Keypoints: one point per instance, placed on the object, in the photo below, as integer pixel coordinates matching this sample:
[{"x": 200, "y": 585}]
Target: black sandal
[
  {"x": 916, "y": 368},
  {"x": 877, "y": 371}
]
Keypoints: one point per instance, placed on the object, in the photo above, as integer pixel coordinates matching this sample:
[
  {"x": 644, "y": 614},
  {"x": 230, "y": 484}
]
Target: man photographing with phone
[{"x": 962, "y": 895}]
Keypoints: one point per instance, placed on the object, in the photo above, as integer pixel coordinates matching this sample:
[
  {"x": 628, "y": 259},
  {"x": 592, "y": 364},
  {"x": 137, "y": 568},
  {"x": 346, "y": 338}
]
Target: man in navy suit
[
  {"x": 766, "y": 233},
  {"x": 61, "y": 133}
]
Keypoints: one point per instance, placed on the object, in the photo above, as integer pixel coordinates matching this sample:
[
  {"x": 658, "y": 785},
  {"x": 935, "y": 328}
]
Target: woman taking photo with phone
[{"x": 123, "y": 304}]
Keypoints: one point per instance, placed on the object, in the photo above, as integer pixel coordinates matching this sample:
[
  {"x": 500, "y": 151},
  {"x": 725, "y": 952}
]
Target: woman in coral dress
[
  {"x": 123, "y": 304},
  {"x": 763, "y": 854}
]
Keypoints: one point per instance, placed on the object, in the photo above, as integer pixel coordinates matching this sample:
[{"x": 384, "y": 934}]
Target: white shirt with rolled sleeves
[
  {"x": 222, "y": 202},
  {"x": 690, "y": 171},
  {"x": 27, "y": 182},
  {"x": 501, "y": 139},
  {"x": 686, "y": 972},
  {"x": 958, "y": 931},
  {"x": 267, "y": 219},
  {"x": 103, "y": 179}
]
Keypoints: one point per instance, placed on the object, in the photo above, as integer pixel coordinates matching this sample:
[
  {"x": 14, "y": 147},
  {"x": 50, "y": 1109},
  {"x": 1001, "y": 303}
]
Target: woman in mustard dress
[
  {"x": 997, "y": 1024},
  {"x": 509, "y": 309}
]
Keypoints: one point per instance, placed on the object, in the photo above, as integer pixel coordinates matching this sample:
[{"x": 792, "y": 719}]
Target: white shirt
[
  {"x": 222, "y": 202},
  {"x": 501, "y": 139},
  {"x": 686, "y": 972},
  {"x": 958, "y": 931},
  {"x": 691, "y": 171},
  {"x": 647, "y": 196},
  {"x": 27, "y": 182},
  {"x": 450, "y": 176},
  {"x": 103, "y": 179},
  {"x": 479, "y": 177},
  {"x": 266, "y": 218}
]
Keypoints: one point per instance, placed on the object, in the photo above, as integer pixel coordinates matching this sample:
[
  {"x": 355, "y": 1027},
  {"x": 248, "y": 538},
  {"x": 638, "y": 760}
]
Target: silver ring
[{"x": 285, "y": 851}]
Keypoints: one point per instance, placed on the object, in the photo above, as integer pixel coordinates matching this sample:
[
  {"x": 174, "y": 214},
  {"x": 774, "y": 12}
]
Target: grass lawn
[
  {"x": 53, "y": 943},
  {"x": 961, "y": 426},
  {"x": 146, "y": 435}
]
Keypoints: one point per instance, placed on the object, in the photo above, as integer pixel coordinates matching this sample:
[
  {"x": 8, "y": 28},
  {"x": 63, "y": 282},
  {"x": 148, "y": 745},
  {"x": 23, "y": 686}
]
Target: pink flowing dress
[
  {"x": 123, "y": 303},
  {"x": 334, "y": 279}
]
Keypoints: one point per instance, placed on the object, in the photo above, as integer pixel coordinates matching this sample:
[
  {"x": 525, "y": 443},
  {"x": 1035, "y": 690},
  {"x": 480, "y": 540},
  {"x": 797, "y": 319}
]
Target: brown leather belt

◆ EXERCISE INSTRUCTIONS:
Transcribe every line above, character for character.

◆ RESPONSE:
Keypoints: one point per instance, placed on the object, in the photo below, as integer pixel coordinates matching this sample:
[{"x": 200, "y": 585}]
Target: black sandal
[
  {"x": 916, "y": 368},
  {"x": 877, "y": 371}
]
Keypoints: one point per instance, placed on the object, in the photo above, as integer pixel coordinates matching this sample:
[
  {"x": 644, "y": 614},
  {"x": 230, "y": 484}
]
Target: man photographing with phone
[{"x": 962, "y": 895}]
Keypoints: one point per instance, placed on the object, in the photo above, as integer pixel coordinates matching this sample:
[
  {"x": 628, "y": 259},
  {"x": 592, "y": 364},
  {"x": 137, "y": 568},
  {"x": 346, "y": 338}
]
Target: man in navy suit
[
  {"x": 766, "y": 233},
  {"x": 61, "y": 133}
]
Keypoints: one point per instance, placed on the object, in the photo above, as integer pixel coordinates matching this sample:
[
  {"x": 658, "y": 785},
  {"x": 935, "y": 328}
]
Target: woman taking photo with phone
[{"x": 123, "y": 304}]
Keypoints: one point per instance, placed on the object, in the photo above, as integer pixel coordinates matching this sample:
[
  {"x": 500, "y": 151},
  {"x": 725, "y": 952}
]
Target: woman in coral dress
[
  {"x": 123, "y": 304},
  {"x": 763, "y": 854}
]
Keypoints: one point per instance, placed on the object, in the photo above, as integer pixel coordinates matching this sample:
[{"x": 384, "y": 934}]
Target: white shirt with rolled sleeves
[
  {"x": 222, "y": 202},
  {"x": 690, "y": 171},
  {"x": 27, "y": 182},
  {"x": 501, "y": 139},
  {"x": 686, "y": 972},
  {"x": 958, "y": 931},
  {"x": 267, "y": 219},
  {"x": 103, "y": 179}
]
Keypoints: one point per instance, placed on the object, in the photo above, as integer pixel coordinates matching this sample:
[
  {"x": 14, "y": 147},
  {"x": 50, "y": 1109},
  {"x": 1001, "y": 303}
]
Target: woman in mustard dress
[
  {"x": 997, "y": 1024},
  {"x": 509, "y": 309}
]
Keypoints: one point per instance, placed on the object, in the photo above, as integer pixel coordinates matching this sample:
[{"x": 792, "y": 719}]
Target: white shirt
[
  {"x": 222, "y": 202},
  {"x": 501, "y": 139},
  {"x": 686, "y": 972},
  {"x": 958, "y": 931},
  {"x": 691, "y": 171},
  {"x": 647, "y": 196},
  {"x": 27, "y": 182},
  {"x": 450, "y": 176},
  {"x": 103, "y": 179},
  {"x": 479, "y": 177},
  {"x": 266, "y": 218}
]
Keypoints: one point per instance, placed on the object, in the photo above, as integer pixel coordinates matching this sample:
[
  {"x": 355, "y": 1027},
  {"x": 248, "y": 538},
  {"x": 638, "y": 760}
]
Target: silver ring
[{"x": 285, "y": 851}]
Keypoints: one point per instance, placed on the object, in the photo above, as integer pixel coordinates matching this sample:
[
  {"x": 174, "y": 214},
  {"x": 774, "y": 12}
]
Target: grass lawn
[
  {"x": 53, "y": 943},
  {"x": 961, "y": 426},
  {"x": 146, "y": 435}
]
Keypoints: one point per instance, placed on the object, in the photo above, as integer pixel coordinates matching this sample:
[
  {"x": 8, "y": 28},
  {"x": 63, "y": 282},
  {"x": 148, "y": 745},
  {"x": 23, "y": 686}
]
Target: pink flowing dress
[
  {"x": 123, "y": 303},
  {"x": 334, "y": 279}
]
Keypoints: one point per instance, placed on the object, in the photo above, as integer pixel coordinates matching this sample:
[
  {"x": 525, "y": 443},
  {"x": 1035, "y": 690},
  {"x": 480, "y": 540},
  {"x": 797, "y": 319}
]
Target: brown leather belt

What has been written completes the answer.